- Selected text
== Segment start ==
Will open source pop the AI bubble?

I enjoyed reading the president of the Mozilla Foundation’s op-ed in today’s FT: Open source could pop the AI bubble — and soon.

I don’t think open source software will be the catalyst for popping the AI bubble[^1], however I do think (a) it is one of the challenges to the current narrative that is fueling AI valuations, (b) the capital cycle will turn, and (c) we’re closer to the peak of the bubble than the beginning of it.

A non-exhaustive list:

  • Limits to productive capital absorption
  • Peak scarcity pricing for GPUs (supply catches up to demand)
  • Technology companies transitioning from asset-light businesses to capex-heavy businesses
  • Grid access constraints driving datacenter operators toward behind-the-meter generation, where turbine and transformer supply are severely constrained

A few random thoughts/prognostications:

  • Hardware/infrastructure layer: NVIDIA GPUs and Google TPUs become commoditized; hyperscaler compute (Azure, AWS) faces margin compression but enjoys enterprise lock-in with high switching costs
  • Systems software: CUDA (NVIDIA) lock on the market weakens as hardware-agnostic options mature; potentially 18-36 months before the marginal buyer has options and the ability to deploy across manufacturers
  • Data layer: Strategic / trapped value lies in companies’ proprietary unstructured data lakes; question: does being a custodian of data (e.g., Box, Snowflake) translate to capture rights for AI training / inference, or do enterprises maintain separation b/w storage and intelligence layers?
== Segment end ==
Carry on the piece about open source and the AI bubble, starting after its last sentence.

- Dataset excerpts
== Segment start ==
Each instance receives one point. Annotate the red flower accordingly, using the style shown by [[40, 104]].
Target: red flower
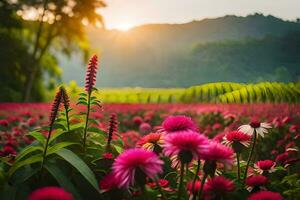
[[184, 146], [151, 141], [196, 188], [265, 195], [50, 193], [218, 153], [4, 123], [137, 120], [264, 166], [256, 181], [107, 156], [218, 186], [90, 77], [178, 123], [145, 128], [236, 139], [135, 165], [108, 182]]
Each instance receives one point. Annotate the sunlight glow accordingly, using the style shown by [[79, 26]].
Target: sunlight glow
[[124, 27]]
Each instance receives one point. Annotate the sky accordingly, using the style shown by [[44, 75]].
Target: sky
[[124, 14]]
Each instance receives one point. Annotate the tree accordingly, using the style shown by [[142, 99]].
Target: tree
[[58, 25]]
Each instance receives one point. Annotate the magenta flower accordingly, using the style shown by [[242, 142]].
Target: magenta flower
[[256, 181], [217, 152], [108, 182], [218, 186], [237, 139], [134, 165], [90, 77], [184, 146], [193, 189], [265, 195], [152, 141], [254, 125], [265, 166], [50, 193], [178, 123]]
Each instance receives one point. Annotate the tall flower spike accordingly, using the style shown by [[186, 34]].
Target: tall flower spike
[[90, 78], [113, 127], [66, 103], [65, 97], [55, 107]]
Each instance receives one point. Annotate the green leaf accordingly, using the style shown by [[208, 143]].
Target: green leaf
[[62, 179], [59, 126], [82, 94], [27, 150], [81, 102], [77, 163], [23, 175], [38, 136], [96, 130], [28, 161], [56, 135], [118, 149], [59, 146], [82, 99]]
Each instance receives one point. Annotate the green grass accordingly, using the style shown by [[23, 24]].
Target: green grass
[[221, 92]]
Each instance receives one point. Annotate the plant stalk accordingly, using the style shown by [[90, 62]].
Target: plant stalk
[[46, 147], [202, 185], [180, 181], [238, 165], [86, 122], [195, 178], [250, 156]]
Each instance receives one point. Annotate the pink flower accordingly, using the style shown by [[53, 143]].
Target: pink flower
[[178, 123], [90, 77], [152, 141], [237, 138], [135, 164], [8, 150], [108, 156], [265, 166], [4, 123], [137, 120], [145, 128], [255, 126], [162, 183], [184, 145], [195, 189], [256, 181], [265, 195], [108, 182], [281, 158], [50, 193], [218, 186], [217, 152]]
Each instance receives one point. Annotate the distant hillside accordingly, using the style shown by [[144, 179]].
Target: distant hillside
[[180, 55]]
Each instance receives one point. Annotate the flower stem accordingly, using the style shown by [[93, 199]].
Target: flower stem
[[160, 190], [180, 181], [238, 165], [250, 156], [86, 122], [202, 185], [46, 147], [67, 119], [195, 178]]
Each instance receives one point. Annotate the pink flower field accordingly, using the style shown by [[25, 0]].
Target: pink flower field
[[82, 149]]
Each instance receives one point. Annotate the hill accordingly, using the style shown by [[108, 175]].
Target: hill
[[181, 55]]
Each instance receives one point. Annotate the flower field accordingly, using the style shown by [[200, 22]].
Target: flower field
[[83, 149]]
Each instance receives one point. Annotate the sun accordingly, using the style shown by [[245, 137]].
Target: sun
[[124, 27]]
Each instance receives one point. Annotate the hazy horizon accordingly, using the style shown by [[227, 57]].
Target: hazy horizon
[[124, 15]]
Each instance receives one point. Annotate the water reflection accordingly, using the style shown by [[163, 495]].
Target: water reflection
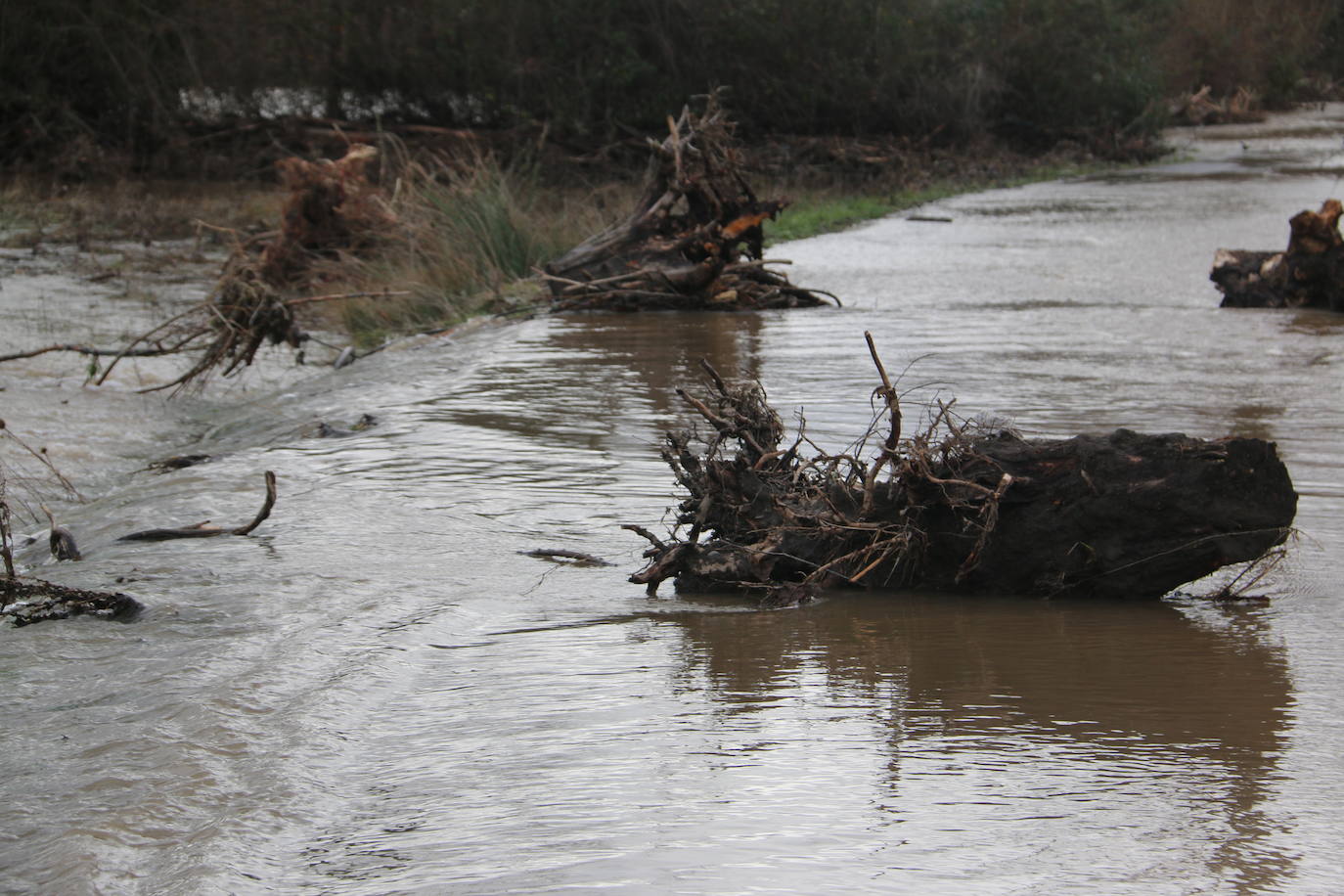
[[1003, 708]]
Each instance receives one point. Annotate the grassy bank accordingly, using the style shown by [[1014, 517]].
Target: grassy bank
[[468, 238]]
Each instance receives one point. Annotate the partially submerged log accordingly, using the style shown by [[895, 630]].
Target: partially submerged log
[[27, 601], [1308, 274], [960, 507], [694, 241], [1202, 108], [204, 529]]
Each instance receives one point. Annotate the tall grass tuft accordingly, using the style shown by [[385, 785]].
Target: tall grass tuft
[[470, 237]]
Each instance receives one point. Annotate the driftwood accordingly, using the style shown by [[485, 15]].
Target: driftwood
[[959, 506], [28, 601], [1308, 274], [694, 240], [203, 529]]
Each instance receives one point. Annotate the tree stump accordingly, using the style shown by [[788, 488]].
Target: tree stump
[[1308, 274], [694, 241], [960, 507]]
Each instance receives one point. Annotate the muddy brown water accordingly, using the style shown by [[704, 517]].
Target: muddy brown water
[[377, 694]]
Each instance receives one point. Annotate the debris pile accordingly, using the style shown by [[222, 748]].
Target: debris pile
[[694, 241], [957, 506], [1308, 274]]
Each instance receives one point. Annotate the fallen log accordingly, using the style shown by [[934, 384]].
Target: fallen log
[[694, 241], [1308, 274], [959, 507], [203, 529]]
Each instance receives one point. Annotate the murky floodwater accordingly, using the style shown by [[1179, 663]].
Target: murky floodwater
[[377, 694]]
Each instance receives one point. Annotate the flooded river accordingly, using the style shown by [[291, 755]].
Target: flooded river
[[378, 694]]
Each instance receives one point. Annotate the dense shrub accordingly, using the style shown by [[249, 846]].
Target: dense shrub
[[125, 74]]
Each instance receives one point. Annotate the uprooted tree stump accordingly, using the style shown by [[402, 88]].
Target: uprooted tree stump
[[694, 241], [1308, 274], [959, 507]]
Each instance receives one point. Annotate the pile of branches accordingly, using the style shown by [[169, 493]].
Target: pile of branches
[[694, 240], [957, 506], [1307, 274], [1202, 108], [333, 211]]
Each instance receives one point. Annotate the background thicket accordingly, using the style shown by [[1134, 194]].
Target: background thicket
[[144, 76]]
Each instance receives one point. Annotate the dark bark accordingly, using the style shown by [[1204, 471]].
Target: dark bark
[[27, 601], [1308, 274], [1124, 515], [694, 241]]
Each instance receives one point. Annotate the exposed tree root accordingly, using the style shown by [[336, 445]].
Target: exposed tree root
[[957, 506], [27, 601], [694, 241], [1308, 274]]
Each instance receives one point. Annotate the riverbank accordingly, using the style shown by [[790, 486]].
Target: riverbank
[[473, 229]]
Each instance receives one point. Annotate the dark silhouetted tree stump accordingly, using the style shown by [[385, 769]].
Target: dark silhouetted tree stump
[[694, 241], [1308, 274]]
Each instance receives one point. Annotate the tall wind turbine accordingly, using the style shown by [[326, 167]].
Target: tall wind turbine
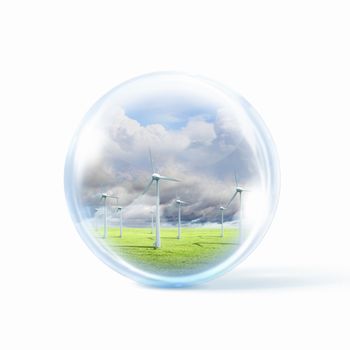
== Segment end ==
- Response box
  • Frameworks / tooling: Have no thesis
  • Model layer: OpenAI and Anthropic are very strong, but will face stiff competition from open-source models per the FT piece; my core thesis is that focus shifts from prioritization of compute to inference optimization (cost, latency, energy efficiency), and that open source models deliver ‘good-enough’ performance for general use cases within 18 months; as model quality converges, switching costs drop; OpenAI / Anthropic don’t capture full TAM, particularly ex-US where local models and data sovereignty concerns matter [^2]
  • Serving / APIs: Solid moat for serving the latest models to technology-forward enterprises and startups willing to pay for API access and managed infrastructure
  • Application layer: Opportunity for differentiation through brand affinity and UX, but unclear whether application-layer companies can capture value or will be marginalized as commoditized front-ends to model APIs

I am pondering three questions (not financial advice!):

  1. Do I own enough Alphabet? (I don’t think I do.)
  2. Is Apple the dark horse in the competition? I think so but haven’t acted on it. (Apple Silicon enables on-device inference, privacy positioning, and ecosystem lock-in, potentially inverting the centralized API model; retains flexibility on model layer, can partner with different providers or deploy proprietary models with each OS release)
  3. When do training datasets get exhausted? I am over my skis on this, but am enjoying the Dwarkesh discussion with Andrej Karpathy

[^1]: I am speaking to the hardware and model layers. I think there will be many valuable businesses built on AI tooling that solve acute pain points within verticals. I also think there will be an explosion of software necessitating a greater variety of cybersecurity solutions.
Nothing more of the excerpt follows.